_Exercise requirements_
Which lines in the records below contain the word "number"? Copy each of them.

_Data provided_
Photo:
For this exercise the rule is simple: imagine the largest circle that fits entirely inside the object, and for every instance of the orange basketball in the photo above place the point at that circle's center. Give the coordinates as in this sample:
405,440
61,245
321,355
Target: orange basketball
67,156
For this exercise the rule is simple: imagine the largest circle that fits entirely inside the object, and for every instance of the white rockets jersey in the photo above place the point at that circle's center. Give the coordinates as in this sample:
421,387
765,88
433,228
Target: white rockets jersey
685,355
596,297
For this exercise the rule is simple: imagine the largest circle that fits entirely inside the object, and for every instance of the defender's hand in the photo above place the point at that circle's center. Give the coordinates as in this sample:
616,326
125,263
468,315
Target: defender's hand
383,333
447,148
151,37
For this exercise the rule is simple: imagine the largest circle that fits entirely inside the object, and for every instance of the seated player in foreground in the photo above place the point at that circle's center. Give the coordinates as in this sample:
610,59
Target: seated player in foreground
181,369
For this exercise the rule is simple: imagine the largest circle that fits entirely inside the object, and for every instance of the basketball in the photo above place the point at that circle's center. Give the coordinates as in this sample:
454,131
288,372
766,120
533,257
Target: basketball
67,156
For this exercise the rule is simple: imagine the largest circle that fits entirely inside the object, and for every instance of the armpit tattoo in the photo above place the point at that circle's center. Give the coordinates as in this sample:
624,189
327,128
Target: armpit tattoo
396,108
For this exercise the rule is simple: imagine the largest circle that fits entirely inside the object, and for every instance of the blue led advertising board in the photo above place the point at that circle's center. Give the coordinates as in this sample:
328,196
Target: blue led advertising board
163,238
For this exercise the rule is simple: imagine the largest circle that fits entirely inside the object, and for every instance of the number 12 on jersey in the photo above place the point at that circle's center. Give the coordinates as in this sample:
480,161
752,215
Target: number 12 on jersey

_Your solution_
For this exercise the rule is simple: imagine the largest circle that fits entirely inside the object, and for every instance of the number 12 on jersey in the photo above place the point at that circle's center. Give the coordinates as in this sample:
Target: number 12 on jersey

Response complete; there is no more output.